TASK BRIEF:
Render the listing below as a JSON array of strings, one string per line and no blank lines, covering the whole listing. Leave the picture markers out of the array.

·····

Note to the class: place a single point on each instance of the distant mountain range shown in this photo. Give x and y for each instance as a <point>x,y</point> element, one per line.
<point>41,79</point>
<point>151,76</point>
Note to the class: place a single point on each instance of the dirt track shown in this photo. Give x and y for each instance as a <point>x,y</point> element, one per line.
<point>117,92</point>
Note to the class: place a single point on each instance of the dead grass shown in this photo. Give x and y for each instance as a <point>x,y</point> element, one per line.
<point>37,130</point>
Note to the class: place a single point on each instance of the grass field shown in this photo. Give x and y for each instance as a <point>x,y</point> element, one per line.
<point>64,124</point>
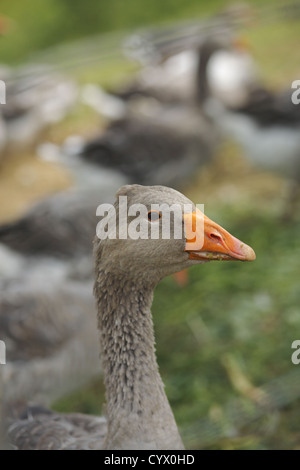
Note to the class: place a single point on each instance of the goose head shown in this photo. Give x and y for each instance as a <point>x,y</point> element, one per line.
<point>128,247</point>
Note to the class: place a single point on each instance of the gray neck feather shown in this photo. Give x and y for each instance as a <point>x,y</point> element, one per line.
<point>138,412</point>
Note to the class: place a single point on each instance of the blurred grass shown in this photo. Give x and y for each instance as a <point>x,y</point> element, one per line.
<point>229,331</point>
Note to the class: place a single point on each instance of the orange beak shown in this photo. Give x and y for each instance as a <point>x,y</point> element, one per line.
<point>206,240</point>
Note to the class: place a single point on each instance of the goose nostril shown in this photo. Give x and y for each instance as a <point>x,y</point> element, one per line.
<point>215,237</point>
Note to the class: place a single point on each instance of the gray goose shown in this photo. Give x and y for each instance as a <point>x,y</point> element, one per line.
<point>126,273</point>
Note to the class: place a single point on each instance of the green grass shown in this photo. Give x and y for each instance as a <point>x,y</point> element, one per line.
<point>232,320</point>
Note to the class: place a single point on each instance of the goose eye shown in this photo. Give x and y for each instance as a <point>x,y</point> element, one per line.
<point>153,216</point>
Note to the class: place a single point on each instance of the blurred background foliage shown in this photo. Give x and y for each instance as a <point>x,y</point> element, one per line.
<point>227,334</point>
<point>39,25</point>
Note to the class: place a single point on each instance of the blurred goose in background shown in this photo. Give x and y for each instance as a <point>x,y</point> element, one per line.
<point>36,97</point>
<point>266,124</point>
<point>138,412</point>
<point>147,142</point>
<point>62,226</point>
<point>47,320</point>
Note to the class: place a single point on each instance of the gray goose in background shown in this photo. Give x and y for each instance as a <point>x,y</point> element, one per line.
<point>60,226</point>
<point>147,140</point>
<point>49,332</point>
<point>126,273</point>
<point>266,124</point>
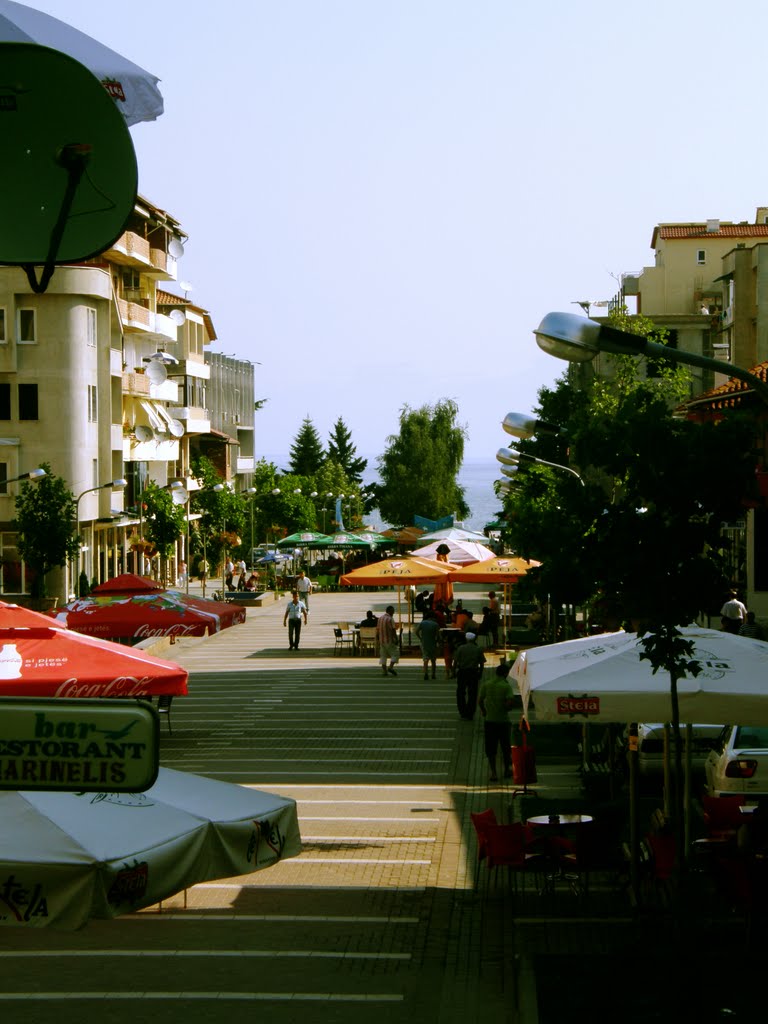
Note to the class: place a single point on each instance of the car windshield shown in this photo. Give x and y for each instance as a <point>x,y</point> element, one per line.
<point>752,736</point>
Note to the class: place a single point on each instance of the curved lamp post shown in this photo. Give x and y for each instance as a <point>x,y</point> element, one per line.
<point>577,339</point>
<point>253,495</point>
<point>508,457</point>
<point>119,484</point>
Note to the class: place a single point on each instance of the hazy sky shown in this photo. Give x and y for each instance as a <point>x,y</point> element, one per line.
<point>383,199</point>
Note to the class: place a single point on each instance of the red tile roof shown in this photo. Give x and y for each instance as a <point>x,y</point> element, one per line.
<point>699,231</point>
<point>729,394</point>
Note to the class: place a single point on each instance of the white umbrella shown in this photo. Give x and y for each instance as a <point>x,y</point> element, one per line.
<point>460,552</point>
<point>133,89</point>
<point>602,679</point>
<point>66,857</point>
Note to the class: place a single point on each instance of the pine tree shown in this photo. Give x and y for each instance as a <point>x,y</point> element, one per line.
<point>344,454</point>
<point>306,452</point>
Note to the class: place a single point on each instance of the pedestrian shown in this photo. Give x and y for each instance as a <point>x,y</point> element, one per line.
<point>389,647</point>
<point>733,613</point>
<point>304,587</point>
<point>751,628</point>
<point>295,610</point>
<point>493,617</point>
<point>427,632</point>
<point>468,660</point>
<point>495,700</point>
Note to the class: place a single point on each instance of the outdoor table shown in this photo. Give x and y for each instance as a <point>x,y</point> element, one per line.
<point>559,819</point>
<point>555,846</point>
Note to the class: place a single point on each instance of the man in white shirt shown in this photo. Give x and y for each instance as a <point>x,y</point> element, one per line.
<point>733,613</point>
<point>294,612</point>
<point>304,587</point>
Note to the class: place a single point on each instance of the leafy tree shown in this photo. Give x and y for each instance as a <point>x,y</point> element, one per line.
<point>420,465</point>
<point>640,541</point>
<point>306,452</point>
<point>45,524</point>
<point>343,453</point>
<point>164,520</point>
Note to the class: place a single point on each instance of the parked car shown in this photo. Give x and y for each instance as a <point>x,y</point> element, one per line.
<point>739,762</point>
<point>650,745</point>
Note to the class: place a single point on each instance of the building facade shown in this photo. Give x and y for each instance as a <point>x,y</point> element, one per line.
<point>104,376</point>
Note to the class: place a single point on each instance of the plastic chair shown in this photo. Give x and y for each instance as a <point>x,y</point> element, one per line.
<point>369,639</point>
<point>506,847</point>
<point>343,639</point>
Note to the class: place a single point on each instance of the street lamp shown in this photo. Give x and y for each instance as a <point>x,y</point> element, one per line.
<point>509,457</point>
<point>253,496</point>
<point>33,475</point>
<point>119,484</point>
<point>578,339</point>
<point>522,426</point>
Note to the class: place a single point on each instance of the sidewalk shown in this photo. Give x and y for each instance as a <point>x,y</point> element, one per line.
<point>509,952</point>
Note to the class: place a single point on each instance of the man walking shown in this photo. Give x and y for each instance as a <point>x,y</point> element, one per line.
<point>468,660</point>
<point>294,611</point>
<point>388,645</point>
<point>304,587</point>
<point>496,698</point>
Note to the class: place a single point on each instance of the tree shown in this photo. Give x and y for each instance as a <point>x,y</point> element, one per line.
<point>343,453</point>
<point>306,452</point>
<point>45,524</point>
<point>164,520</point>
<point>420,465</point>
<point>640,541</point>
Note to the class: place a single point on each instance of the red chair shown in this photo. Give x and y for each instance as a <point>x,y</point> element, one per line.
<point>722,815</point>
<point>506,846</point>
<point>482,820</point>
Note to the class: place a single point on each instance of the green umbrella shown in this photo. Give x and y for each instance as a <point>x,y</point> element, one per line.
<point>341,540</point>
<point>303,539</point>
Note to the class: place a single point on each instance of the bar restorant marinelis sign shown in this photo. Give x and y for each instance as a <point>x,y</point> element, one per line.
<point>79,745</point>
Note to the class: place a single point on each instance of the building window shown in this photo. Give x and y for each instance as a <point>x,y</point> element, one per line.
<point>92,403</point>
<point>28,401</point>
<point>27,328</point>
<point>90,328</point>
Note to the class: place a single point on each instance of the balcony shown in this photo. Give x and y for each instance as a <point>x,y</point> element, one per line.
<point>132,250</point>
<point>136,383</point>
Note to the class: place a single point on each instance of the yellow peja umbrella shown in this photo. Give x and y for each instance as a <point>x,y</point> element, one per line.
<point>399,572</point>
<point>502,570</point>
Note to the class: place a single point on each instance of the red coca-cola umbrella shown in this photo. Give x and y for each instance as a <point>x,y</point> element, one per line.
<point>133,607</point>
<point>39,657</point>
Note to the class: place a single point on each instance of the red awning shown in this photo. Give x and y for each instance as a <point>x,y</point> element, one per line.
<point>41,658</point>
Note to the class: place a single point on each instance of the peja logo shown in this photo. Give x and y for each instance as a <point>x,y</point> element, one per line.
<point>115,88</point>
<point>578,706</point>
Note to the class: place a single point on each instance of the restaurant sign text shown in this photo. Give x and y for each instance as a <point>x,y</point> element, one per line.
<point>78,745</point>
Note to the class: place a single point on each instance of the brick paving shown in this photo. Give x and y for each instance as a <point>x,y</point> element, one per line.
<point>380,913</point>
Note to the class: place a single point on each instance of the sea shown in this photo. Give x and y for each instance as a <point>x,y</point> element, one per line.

·····

THE COMPLETED TASK:
[
  "Note to the class: place a single point on each instance of the distant mountain range shown in this photo. Give x and y for each instance as a <point>x,y</point> element, one per line.",
  "<point>41,79</point>",
  "<point>151,76</point>",
  "Note to the class: place a single point on each instance of the dirt track shown in this photo. Give x and y for each instance as a <point>x,y</point> element, one per line.",
  "<point>117,92</point>",
  "Note to the class: place a single point on each instance of the dead grass shown in this photo. Give x and y for each instance as a <point>x,y</point> element, one per line.",
  "<point>37,130</point>",
  "Note to the class: place a single point on each instance of the grass field shown in this photo. Give x and y for each instance as a <point>x,y</point> element, one per line.",
  "<point>64,124</point>",
  "Note to the class: place a single point on each instance of the goose head shown in this photo. Give x and y for each instance as a <point>x,y</point> element, one per line.",
  "<point>128,247</point>",
  "Note to the class: place a single point on each instance of the gray neck feather shown in this photo. Give x and y for each instance as a <point>x,y</point> element, one per line.",
  "<point>138,412</point>",
  "Note to the class: place a single point on each instance of the blurred grass shown in this photo. Give x and y for each instance as a <point>x,y</point> element, one per line.",
  "<point>229,331</point>",
  "Note to the class: place a single point on each instance of the orange beak shown in this photo. Give x and y for each instance as a <point>x,y</point> element, one per line.",
  "<point>206,240</point>",
  "Note to the class: place a single point on each instance of the goose nostril shown in this photo. Give x and y for each instance as a <point>x,y</point> element, one per line.",
  "<point>215,237</point>",
  "Note to the class: place a single point on each instance of the gray goose shown in this photo. Give x and y for each instance as a <point>x,y</point> element, one per line.",
  "<point>126,273</point>",
  "Note to the class: place a single point on each instance of the green grass shown in this photo. Give x and y for each instance as a <point>x,y</point> element, one per line.",
  "<point>232,320</point>",
  "Note to the class: place a single point on each instance of the goose eye shown in this photo. Give x and y for each instance as a <point>x,y</point> element, one per line.",
  "<point>153,216</point>",
  "Note to the class: place a single point on each instance of the blurred background foliage shown in this photo. Give x and y for each instance as a <point>x,y</point> element, one per line.",
  "<point>227,334</point>",
  "<point>39,25</point>",
  "Note to the class: place a single point on each instance of the blurred goose in background shown in this photo. Give x and y for each instance as a <point>x,y</point> element, one per line.",
  "<point>36,97</point>",
  "<point>266,124</point>",
  "<point>138,412</point>",
  "<point>147,142</point>",
  "<point>62,226</point>",
  "<point>47,320</point>",
  "Note to the class: place a single point on each instance of the gray goose in background shown in this photo. Give x and y for each instance as a <point>x,y</point> element, one per line.",
  "<point>60,226</point>",
  "<point>147,140</point>",
  "<point>49,332</point>",
  "<point>126,273</point>",
  "<point>266,124</point>",
  "Note to the class: place a single point on each instance of the car windshield shown in this photo. Give x and y for each instance as a <point>x,y</point> element, one per line.",
  "<point>752,736</point>",
  "Note to the class: place a single point on each instance of the curved lamp post shown in this photo. Give x and y for each instance as a <point>x,y</point> element, one per line.",
  "<point>577,339</point>",
  "<point>253,495</point>",
  "<point>508,457</point>",
  "<point>119,484</point>",
  "Note to the class: place a single point on each instance of the hazy sky shown in this photo. Give x and y for each instance as a <point>x,y</point> element, one per line.",
  "<point>383,199</point>",
  "Note to the class: place a single point on each instance of the red tile roof shown in this photo. Give x and y for each instance as a <point>x,y</point> element, one per line.",
  "<point>699,231</point>",
  "<point>729,394</point>",
  "Note to the class: place a single point on each instance of the white umbrella shown in this photo. Give x and y for each instance as a <point>x,y</point> element, one per line.",
  "<point>460,552</point>",
  "<point>133,89</point>",
  "<point>602,679</point>",
  "<point>66,857</point>",
  "Note to the class: place a single point on each instance of the pine tree shown in this photo. Give x and y for each instance as a <point>x,y</point> element, one per line.",
  "<point>344,454</point>",
  "<point>306,452</point>",
  "Note to the class: place a single point on each instance of the pedestrian shown in this photo. Give x and y for each instance as a <point>x,y</point> element, one per line.",
  "<point>389,647</point>",
  "<point>733,613</point>",
  "<point>304,587</point>",
  "<point>751,628</point>",
  "<point>295,610</point>",
  "<point>493,617</point>",
  "<point>427,632</point>",
  "<point>468,660</point>",
  "<point>495,700</point>",
  "Note to the class: place a single point on each instance of the outdoor table shown in this photo. Give x and y for each instance as a <point>x,y</point> element, one per line.",
  "<point>559,819</point>",
  "<point>555,846</point>",
  "Note to the class: place a single point on each instance of the man in white shirt shown in this photo. Give x and y for each instance as a <point>x,y</point> element, one per line.",
  "<point>733,613</point>",
  "<point>294,612</point>",
  "<point>304,587</point>",
  "Note to the class: place a single point on each instance of the leafy tree shown in this photo. Give x and y for each instance as a <point>x,y</point> element, one per line.",
  "<point>420,465</point>",
  "<point>640,541</point>",
  "<point>306,452</point>",
  "<point>45,524</point>",
  "<point>343,453</point>",
  "<point>164,520</point>",
  "Note to the class: place a single point on each instance of the parked car shown in this photo. Give x and y for each instance as a <point>x,y</point> element, one per line.",
  "<point>739,762</point>",
  "<point>650,745</point>",
  "Note to the class: place a single point on each instance of the building facade shown in this photo. Give x and y for each instance as a <point>x,y</point> element, one per line.",
  "<point>104,376</point>",
  "Note to the class: place a single point on each instance of the plastic chair shown in this photo. Give x and y for each instance as a <point>x,y</point> element, one per line.",
  "<point>369,639</point>",
  "<point>506,847</point>",
  "<point>343,639</point>",
  "Note to the class: place a single point on each instance of the street lamp shown in this photo. Give x and y for each instance as a <point>x,y</point> element, one per line.",
  "<point>509,457</point>",
  "<point>253,496</point>",
  "<point>33,475</point>",
  "<point>119,484</point>",
  "<point>578,339</point>",
  "<point>522,426</point>",
  "Note to the class: place a single point on each instance of the sidewalk shown in this photo. Give x and y for each instance as a <point>x,y</point> element, one per line.",
  "<point>509,952</point>",
  "Note to the class: place a single point on each instance of the man walking shown in this photo. Give x and y for each instance as a <point>x,y</point> element, one per line.",
  "<point>468,660</point>",
  "<point>294,611</point>",
  "<point>388,645</point>",
  "<point>304,587</point>",
  "<point>496,698</point>",
  "Note to the class: place a single point on each instance of the tree shown in this photo. Give x and y for each instance as a <point>x,y</point> element, one per line.",
  "<point>343,453</point>",
  "<point>306,452</point>",
  "<point>45,524</point>",
  "<point>164,520</point>",
  "<point>420,465</point>",
  "<point>640,541</point>",
  "Note to the class: place a single point on each instance of the red chair shown in this photo. Give x and y for each instance as a <point>x,y</point> element, one per line.",
  "<point>722,815</point>",
  "<point>506,846</point>",
  "<point>482,820</point>",
  "Note to the class: place a single point on each instance of the green umbrella shown in this photo. Give x and y for each instance as a <point>x,y</point> element, one per line.",
  "<point>341,540</point>",
  "<point>303,539</point>",
  "Note to the class: place a single point on each instance of the bar restorant marinelis sign shown in this photo. Give x and y for each instance as a <point>x,y</point> element, one per line.",
  "<point>79,745</point>",
  "Note to the class: place a single point on each instance of the building window shown in this photo. Give x and y for each instance as a <point>x,y</point> element, one per line.",
  "<point>92,403</point>",
  "<point>28,401</point>",
  "<point>27,328</point>",
  "<point>90,328</point>",
  "Note to the class: place a single point on each instance of the balcony shown in this photo. Give x and y for each instance as a <point>x,y</point> element, one per line.",
  "<point>132,250</point>",
  "<point>136,383</point>",
  "Note to the class: place a single point on each instance of the yellow peja umbrella shown in this photo. Give x and y for each instance as a <point>x,y</point> element, one per line.",
  "<point>399,572</point>",
  "<point>502,570</point>",
  "Note to the class: place a single point on each instance of the red coca-cola umbrella shown in this photo. Give x and y for each instance as a <point>x,y</point> element, one per line.",
  "<point>133,607</point>",
  "<point>39,657</point>",
  "Note to the class: place a single point on each instance of the red awning shown in this photo. Give x and y for each instance as a <point>x,y</point> element, one per line.",
  "<point>41,658</point>",
  "Note to the class: place a single point on each instance of the peja logo shown in this photo. Give x and y for each instance as a <point>x,y</point> element, one per line.",
  "<point>115,88</point>",
  "<point>578,706</point>",
  "Note to the class: place a single point on each instance of the restaurant sign text shown in this photo. Give x and y for each instance as a <point>x,y</point> element, one per line.",
  "<point>78,745</point>",
  "Note to the class: place a single point on each instance of the brick paving shown in this photo. Give x and y for each instance as a <point>x,y</point> element, one per line.",
  "<point>380,913</point>",
  "Note to the class: place a single point on each instance of the sea shown in this photo. Give x and y for each instance as a <point>x,y</point> element, one per line."
]